#### [Rows]
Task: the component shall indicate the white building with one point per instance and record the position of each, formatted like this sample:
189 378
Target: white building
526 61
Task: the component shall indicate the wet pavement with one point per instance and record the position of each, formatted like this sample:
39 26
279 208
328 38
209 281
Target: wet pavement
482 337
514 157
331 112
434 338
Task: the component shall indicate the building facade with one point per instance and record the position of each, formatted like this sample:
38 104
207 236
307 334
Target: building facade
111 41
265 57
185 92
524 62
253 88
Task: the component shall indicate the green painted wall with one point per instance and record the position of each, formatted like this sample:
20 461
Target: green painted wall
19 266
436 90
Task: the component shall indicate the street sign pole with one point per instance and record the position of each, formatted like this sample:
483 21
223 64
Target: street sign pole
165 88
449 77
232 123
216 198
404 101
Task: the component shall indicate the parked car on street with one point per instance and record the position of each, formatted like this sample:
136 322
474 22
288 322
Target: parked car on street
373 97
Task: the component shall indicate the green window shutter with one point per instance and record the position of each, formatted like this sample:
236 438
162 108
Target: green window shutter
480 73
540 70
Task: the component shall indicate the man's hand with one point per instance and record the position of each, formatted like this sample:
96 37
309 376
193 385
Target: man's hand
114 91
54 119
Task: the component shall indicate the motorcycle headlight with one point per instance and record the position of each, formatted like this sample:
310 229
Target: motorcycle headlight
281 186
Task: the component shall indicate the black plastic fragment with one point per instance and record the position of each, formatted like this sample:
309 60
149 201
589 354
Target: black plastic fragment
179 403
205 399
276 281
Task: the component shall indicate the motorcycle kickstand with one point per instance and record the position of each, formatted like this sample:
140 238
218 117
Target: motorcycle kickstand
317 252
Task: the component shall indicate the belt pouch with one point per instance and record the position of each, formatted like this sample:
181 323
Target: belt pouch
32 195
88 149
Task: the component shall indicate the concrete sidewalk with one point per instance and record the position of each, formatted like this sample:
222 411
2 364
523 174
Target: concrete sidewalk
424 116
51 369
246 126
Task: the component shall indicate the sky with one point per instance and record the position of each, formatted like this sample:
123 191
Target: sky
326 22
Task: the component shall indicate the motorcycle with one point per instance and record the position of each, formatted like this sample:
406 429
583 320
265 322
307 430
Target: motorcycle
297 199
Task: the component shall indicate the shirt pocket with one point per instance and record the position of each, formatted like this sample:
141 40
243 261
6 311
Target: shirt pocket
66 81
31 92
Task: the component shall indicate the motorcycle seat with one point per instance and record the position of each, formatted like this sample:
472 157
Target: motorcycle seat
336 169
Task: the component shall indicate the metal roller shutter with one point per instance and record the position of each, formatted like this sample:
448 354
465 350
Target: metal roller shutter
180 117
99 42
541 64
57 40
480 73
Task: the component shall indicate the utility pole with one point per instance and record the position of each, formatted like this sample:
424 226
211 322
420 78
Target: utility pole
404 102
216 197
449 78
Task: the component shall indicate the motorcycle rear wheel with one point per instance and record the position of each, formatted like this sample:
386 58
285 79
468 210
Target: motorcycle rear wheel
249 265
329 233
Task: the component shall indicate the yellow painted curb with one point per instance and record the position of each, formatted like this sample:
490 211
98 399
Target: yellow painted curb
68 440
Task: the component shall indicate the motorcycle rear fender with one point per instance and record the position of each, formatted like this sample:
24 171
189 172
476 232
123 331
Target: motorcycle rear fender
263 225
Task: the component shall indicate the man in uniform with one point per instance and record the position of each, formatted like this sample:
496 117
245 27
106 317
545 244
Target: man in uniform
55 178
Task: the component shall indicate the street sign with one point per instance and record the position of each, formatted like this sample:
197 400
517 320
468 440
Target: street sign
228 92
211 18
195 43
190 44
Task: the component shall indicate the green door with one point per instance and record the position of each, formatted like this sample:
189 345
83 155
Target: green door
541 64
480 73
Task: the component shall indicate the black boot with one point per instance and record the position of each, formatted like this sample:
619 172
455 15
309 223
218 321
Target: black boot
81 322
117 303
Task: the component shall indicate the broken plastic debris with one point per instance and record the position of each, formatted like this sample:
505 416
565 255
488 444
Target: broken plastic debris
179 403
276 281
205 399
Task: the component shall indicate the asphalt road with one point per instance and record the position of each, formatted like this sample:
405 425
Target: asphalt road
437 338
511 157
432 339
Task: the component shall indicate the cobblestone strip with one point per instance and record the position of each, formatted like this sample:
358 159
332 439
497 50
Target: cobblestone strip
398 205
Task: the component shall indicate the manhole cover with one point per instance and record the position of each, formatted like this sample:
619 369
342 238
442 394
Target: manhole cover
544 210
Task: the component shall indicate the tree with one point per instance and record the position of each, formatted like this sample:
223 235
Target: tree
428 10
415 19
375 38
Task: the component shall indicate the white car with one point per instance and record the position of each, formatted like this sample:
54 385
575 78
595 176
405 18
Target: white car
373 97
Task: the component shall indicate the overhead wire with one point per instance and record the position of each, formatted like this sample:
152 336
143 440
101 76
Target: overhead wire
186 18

#### [Written request]
Repeat the data precisely, reproducing every entry.

#### [The output]
Task: the component shall indicate the white building with one point per instance and record the position of each, formatted like this sample:
189 378
Target: white building
526 61
Task: the component shall indicate the wet pavement with one point per instance and record the position of each, formatted like this sample:
39 26
279 208
328 38
209 281
Target: wet pavement
482 337
514 157
331 112
434 338
Task: the component shall indicate the building facade with one point per instance and record the position of each, formatted like this sample:
38 104
207 236
307 334
Target: building facade
111 41
265 57
185 92
524 62
253 88
Task: the component shall indicate the green painted wall with one point per instance and record the position of each, formatted like this sample:
20 461
Target: green painted wall
19 266
436 90
Task: the component shall indicate the street sign pole with one point per instance and record the position of each, formatted like this sample:
483 21
223 64
Target: street sign pole
165 88
449 77
232 123
216 198
404 101
Task: the component shall indicate the parked car on street with one point per instance and record the position of each, formatted like this sample:
136 322
474 22
288 322
Target: parked car on street
373 97
Task: the component shall indicate the green window shutter with one point per instance and record the position of each, formatted like this sample:
236 438
162 108
Target: green window shutter
480 73
540 70
Task: the component shall indicate the man's hand with one point per instance and record the position of each, formatted like this sample:
96 37
309 376
193 385
Target: man's hand
114 91
54 119
Task: the component shall indicate the motorcycle headlight with one point per instance and record the position of each, formatted like this sample:
310 229
Target: motorcycle headlight
281 186
Task: the component shall indicate the black plastic fragment with one point per instance and record the position of each, formatted like this sample:
309 60
149 201
589 354
Target: black plastic fragment
179 403
205 399
276 281
Task: the component shall indicate the motorcycle kickstand with one point per instance and record the position of each, formatted like this sample:
140 238
218 117
Target: motorcycle kickstand
317 252
Task: the component shall indicate the belt pouch with one point per instance and record the position of each, formatted like this sample:
181 323
Target: belt pouch
32 195
88 149
Task: the component shall indicate the concrete sidewalk with one point per instance and record the position of each, formatted like this sample:
222 411
2 364
523 174
Target: concrete sidewalk
424 116
51 369
246 126
Task: the component shall indicate the sky with one point per instance and record the position of each, formatted like this sample:
123 191
Target: sky
326 22
Task: the component shall indicate the motorcycle with one point per instance and record the position of each, formatted like this sample:
406 429
583 320
265 322
307 430
Target: motorcycle
297 199
Task: the component shall indicate the shirt pocket with one point per instance and record the position of each, formatted like this sample:
141 40
243 261
6 311
Target: shirt pocket
66 81
31 92
Task: the component shall indicate the motorcycle seat with one point per instance and record the position of each, formatted like this sample:
472 157
Target: motorcycle seat
336 169
Task: the component shall indicate the metal roller shutter with one point per instance and record the position of each, formatted like this sample:
448 354
465 350
Target: metal roller shutter
180 117
99 42
541 64
57 40
480 73
Task: the component shall indicate the utility pole with one point per instance and record the position of each, formatted like this sample:
424 226
211 322
420 78
Target: utility pole
404 102
216 197
449 78
Task: the component shall indicate the motorcycle rear wheel with one point per instance and record the position of each, formatted like this sample:
386 58
285 79
468 210
Target: motorcycle rear wheel
249 265
329 233
Task: the component shall indicate the yellow painted curb with one point per instance and record the position of each, formatted like this sample:
490 211
98 399
Target: yellow painted curb
68 440
Task: the component shall indicate the motorcycle rear fender with one point per instance and record the position of each, formatted like this sample:
24 171
189 172
476 232
123 331
Target: motorcycle rear fender
263 225
Task: the component shall indicate the man in uniform with one point per instance and record the position of each, formatted like this sample:
496 117
245 27
106 317
545 244
Target: man in uniform
55 178
Task: the component shall indicate the street sign with one point per instance and record the position of each, formatted like this sample:
197 400
517 320
468 440
Target: street sign
228 92
211 18
195 43
190 44
Task: the component shall indicate the green door with one point per instance and record the position of each, formatted like this sample:
189 345
83 155
Target: green door
541 64
480 73
Task: the component shall indicate the black boot with one point per instance and record the position of each, formatted like this sample:
619 172
455 15
309 223
218 321
Target: black boot
81 322
117 303
Task: the component shall indicate the broken plastic debris with one point per instance and record the position of each, formatted like this sample:
505 416
565 255
488 444
Target: broken plastic debris
179 403
276 281
205 399
Task: the component shall indicate the asphalt road with one point per instance and record the position of each, formatted like this sample:
405 425
Target: asphalt road
437 338
511 157
432 339
Task: the component shall indicate the cobblestone strip with one point per instance and record the position of each, formatted like this sample:
358 159
332 439
497 50
Target: cobblestone strip
398 205
Task: the component shall indicate the manhole cover with one point per instance and record the position of each, formatted like this sample:
619 369
342 238
442 394
Target: manhole cover
544 210
Task: the component shall indicate the tree with one point per instance and record the position of each, formatted like this sample:
223 235
Target: tree
428 10
415 19
375 38
Task: the component shall indicate the white car with one point per instance and record the position of each, formatted like this sample:
54 385
575 78
595 176
405 18
Target: white car
373 97
Task: the component shall indicate the overhead wire with one point per instance and record the position of each, formatted like this sample:
152 336
143 440
101 76
Target: overhead wire
186 18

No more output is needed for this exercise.